» **Exercise description**
Rewrite the stretch of data from the line containing "Your annotation target is canal." through the line containing "[3,0,120,22]", swapping "overcast sky" for "cloudy sky" and keeping everything else identical. Return only those lines.

◇ ◇ ◇

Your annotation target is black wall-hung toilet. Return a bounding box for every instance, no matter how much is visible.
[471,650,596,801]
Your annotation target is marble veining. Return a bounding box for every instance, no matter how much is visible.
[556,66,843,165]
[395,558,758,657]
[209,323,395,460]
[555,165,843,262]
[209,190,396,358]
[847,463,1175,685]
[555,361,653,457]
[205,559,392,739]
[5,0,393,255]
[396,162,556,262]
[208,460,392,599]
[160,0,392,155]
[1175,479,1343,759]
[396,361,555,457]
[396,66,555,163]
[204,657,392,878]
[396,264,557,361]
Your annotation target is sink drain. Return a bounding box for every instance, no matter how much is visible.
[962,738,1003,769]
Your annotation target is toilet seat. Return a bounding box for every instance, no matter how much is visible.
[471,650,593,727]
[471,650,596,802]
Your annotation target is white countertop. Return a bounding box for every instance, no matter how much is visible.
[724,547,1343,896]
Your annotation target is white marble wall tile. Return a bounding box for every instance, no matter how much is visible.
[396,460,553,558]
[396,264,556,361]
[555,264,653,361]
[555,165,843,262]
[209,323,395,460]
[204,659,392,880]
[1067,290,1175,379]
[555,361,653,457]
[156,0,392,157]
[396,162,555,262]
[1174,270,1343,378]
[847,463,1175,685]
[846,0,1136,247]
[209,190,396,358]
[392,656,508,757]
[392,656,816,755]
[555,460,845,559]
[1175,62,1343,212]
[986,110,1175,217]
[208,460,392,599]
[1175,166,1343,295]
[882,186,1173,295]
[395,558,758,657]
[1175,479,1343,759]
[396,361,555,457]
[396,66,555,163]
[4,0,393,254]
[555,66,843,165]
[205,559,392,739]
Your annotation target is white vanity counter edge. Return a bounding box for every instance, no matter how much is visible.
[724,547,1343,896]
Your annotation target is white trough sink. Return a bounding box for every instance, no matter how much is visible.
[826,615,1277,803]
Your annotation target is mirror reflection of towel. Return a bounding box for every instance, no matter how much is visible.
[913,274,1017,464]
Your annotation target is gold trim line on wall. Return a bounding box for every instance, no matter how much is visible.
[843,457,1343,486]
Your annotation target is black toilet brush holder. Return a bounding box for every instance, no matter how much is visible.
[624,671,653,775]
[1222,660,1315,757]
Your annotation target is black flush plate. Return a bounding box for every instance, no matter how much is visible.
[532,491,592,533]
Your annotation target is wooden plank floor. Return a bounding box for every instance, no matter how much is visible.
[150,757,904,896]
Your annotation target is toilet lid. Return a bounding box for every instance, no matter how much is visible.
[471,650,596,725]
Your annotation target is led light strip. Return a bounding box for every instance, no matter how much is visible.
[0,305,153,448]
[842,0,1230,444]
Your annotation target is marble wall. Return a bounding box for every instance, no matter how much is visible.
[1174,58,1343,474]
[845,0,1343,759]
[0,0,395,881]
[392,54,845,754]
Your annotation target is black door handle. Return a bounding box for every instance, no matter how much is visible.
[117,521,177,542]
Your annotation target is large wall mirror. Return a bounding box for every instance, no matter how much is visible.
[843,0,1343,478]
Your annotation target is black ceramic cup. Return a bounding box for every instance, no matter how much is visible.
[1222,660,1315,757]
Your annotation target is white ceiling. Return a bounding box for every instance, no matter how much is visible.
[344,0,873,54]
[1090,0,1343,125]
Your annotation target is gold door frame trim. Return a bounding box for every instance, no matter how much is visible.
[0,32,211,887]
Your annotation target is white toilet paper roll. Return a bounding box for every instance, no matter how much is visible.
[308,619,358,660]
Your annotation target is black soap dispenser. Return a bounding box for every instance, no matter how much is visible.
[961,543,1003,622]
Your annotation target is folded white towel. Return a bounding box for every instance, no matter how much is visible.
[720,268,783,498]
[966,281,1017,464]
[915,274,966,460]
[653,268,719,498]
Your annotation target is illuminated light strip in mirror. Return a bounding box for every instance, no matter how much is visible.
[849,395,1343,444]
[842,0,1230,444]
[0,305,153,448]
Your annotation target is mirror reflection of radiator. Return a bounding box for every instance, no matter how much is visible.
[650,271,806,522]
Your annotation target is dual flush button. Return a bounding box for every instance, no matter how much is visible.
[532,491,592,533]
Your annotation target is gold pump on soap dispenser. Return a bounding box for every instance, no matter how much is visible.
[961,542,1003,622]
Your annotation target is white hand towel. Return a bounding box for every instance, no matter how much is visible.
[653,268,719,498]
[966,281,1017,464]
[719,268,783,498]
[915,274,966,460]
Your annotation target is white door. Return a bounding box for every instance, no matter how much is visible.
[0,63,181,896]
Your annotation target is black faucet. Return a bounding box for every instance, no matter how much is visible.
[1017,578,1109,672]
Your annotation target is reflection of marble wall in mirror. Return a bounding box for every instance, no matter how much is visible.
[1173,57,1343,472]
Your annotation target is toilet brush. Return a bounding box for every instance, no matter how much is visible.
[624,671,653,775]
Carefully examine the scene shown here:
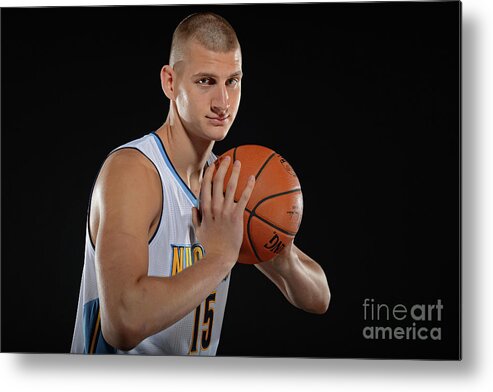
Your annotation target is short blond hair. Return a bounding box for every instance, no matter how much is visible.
[169,12,241,66]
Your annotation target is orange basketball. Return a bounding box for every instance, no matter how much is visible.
[216,145,303,264]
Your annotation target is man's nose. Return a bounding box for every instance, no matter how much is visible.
[212,86,230,116]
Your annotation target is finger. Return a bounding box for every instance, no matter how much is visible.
[224,161,241,205]
[200,165,214,216]
[212,155,231,208]
[237,175,255,212]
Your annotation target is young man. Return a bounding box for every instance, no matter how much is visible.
[71,13,330,355]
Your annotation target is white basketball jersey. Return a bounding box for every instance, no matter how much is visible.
[71,133,230,356]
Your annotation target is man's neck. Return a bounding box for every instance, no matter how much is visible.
[156,115,214,197]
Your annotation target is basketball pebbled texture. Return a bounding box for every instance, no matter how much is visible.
[216,145,303,264]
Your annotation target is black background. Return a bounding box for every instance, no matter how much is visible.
[1,2,461,359]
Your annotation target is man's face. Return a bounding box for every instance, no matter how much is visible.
[173,41,242,141]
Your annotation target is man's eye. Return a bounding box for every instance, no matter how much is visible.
[197,78,214,85]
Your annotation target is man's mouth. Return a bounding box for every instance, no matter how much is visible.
[206,115,230,125]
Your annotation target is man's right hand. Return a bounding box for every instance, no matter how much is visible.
[192,156,255,266]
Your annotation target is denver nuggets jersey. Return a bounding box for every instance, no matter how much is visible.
[71,133,229,356]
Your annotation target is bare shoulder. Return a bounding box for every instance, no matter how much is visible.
[90,148,162,243]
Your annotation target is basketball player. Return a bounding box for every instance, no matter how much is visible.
[71,13,330,356]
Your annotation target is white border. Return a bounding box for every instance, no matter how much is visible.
[0,0,493,392]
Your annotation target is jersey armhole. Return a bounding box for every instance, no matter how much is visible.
[86,147,164,251]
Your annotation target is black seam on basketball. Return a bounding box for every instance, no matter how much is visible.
[247,208,263,263]
[255,152,276,180]
[251,214,296,237]
[249,188,301,237]
[252,188,301,214]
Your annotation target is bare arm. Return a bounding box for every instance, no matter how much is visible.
[255,244,330,314]
[91,150,253,350]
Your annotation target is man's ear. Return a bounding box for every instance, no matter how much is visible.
[161,65,176,101]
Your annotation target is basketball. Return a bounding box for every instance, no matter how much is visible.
[216,145,303,264]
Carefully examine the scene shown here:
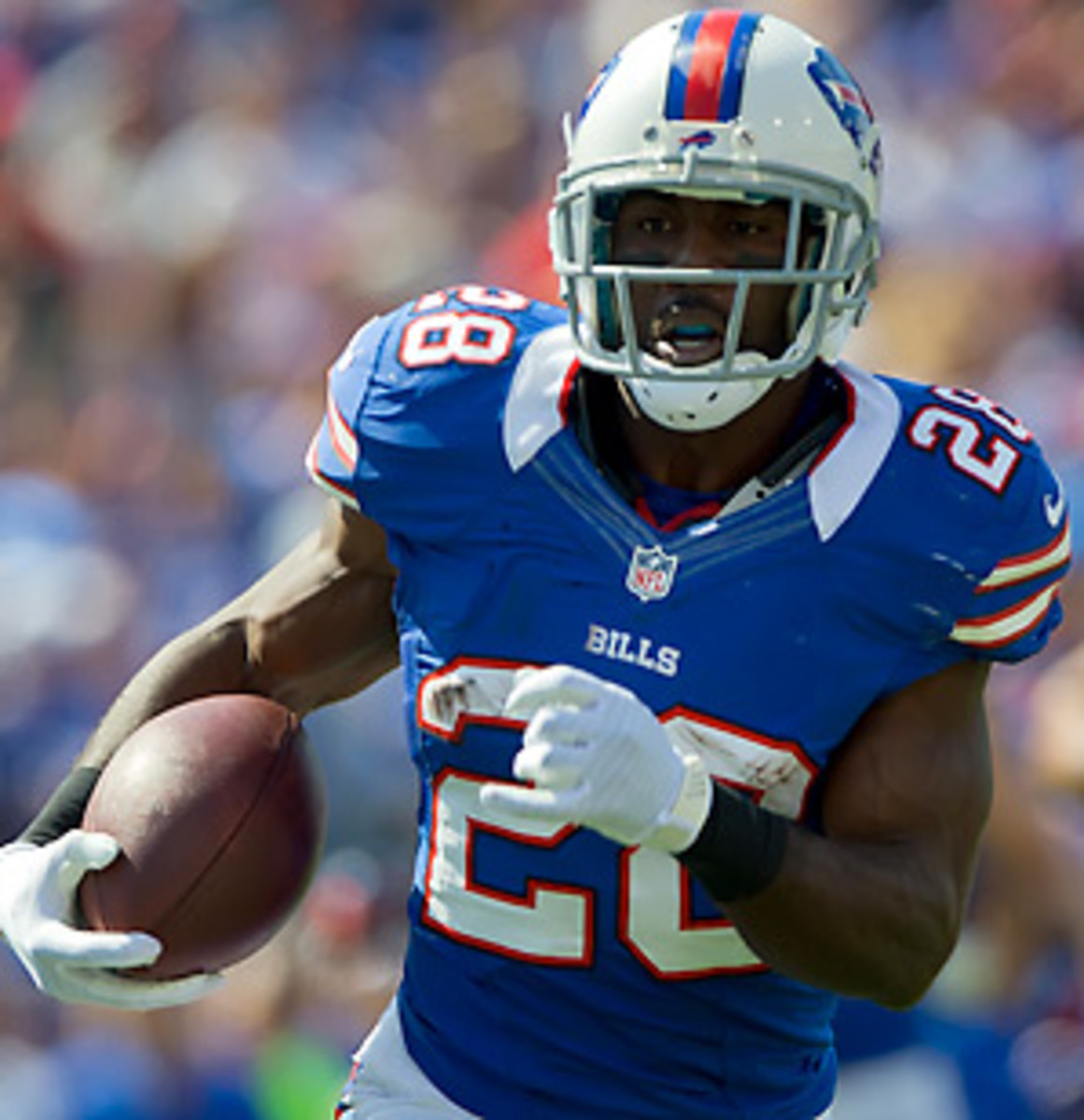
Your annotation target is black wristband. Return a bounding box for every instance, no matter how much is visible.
[678,782,790,903]
[19,766,102,846]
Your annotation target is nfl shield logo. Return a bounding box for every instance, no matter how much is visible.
[625,544,678,603]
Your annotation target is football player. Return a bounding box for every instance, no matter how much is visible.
[0,9,1069,1120]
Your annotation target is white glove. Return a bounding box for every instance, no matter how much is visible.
[482,665,711,852]
[0,830,221,1010]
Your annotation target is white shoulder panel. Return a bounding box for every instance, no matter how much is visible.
[504,326,577,470]
[809,365,902,541]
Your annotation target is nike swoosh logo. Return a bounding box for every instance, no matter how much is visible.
[1043,486,1065,528]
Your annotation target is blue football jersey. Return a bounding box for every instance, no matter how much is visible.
[309,287,1069,1120]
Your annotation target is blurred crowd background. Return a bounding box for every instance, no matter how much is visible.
[0,0,1084,1120]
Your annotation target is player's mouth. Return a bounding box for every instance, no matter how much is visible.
[647,301,726,366]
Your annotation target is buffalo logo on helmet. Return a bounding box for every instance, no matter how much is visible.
[809,47,874,150]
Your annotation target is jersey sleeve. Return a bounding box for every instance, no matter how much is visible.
[950,444,1072,661]
[307,286,556,542]
[305,317,387,510]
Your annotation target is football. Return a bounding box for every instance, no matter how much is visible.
[78,694,325,979]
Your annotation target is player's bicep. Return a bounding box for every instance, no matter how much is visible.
[209,499,398,713]
[824,661,992,903]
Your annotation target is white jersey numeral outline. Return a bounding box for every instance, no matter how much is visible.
[417,659,816,980]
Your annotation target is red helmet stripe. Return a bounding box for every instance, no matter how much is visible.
[683,9,741,121]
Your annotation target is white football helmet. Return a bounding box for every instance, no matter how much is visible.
[550,9,881,431]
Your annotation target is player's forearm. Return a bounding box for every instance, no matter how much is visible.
[726,827,970,1008]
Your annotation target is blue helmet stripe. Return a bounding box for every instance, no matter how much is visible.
[719,12,760,121]
[664,11,704,121]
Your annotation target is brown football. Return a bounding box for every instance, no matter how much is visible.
[78,694,324,979]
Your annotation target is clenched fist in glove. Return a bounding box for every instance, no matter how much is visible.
[482,665,712,852]
[0,830,220,1010]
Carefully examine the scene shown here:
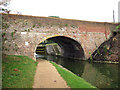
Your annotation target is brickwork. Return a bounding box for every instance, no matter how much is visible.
[2,14,117,59]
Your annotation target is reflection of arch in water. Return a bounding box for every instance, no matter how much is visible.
[35,36,85,59]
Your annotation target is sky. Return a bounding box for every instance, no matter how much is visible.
[1,0,120,22]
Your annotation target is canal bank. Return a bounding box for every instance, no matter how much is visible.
[33,59,69,88]
[38,55,119,88]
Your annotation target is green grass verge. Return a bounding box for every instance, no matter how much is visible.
[2,55,37,88]
[50,61,97,89]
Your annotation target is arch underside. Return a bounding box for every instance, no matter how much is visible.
[47,36,85,59]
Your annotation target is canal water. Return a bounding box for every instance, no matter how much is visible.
[37,55,119,88]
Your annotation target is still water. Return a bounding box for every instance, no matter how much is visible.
[37,55,119,88]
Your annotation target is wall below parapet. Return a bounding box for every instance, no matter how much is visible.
[2,14,117,59]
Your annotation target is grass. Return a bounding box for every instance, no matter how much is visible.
[2,55,37,88]
[50,61,97,89]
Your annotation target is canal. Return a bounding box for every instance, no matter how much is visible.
[37,55,119,88]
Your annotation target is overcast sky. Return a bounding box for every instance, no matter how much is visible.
[3,0,120,22]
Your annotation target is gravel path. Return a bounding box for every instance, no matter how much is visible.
[33,59,69,88]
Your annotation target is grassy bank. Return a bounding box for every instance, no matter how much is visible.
[2,55,37,88]
[51,62,96,88]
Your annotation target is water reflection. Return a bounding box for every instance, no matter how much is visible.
[38,55,118,88]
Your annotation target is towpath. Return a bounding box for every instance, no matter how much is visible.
[33,59,69,88]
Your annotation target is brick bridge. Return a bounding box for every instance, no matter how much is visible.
[2,14,117,59]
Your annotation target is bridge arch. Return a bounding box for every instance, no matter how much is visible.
[35,35,85,59]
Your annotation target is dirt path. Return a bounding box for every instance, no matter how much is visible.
[33,60,69,88]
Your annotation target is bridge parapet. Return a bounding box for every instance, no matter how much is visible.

◇ ◇ ◇

» **Complete output**
Your annotation target is canal. Return a bounding box for every instance, no matter how much is visible.
[37,55,119,88]
Your annotation target is cloudy sky. Return a bounding box for every instance, no matter how much is visible.
[3,0,120,22]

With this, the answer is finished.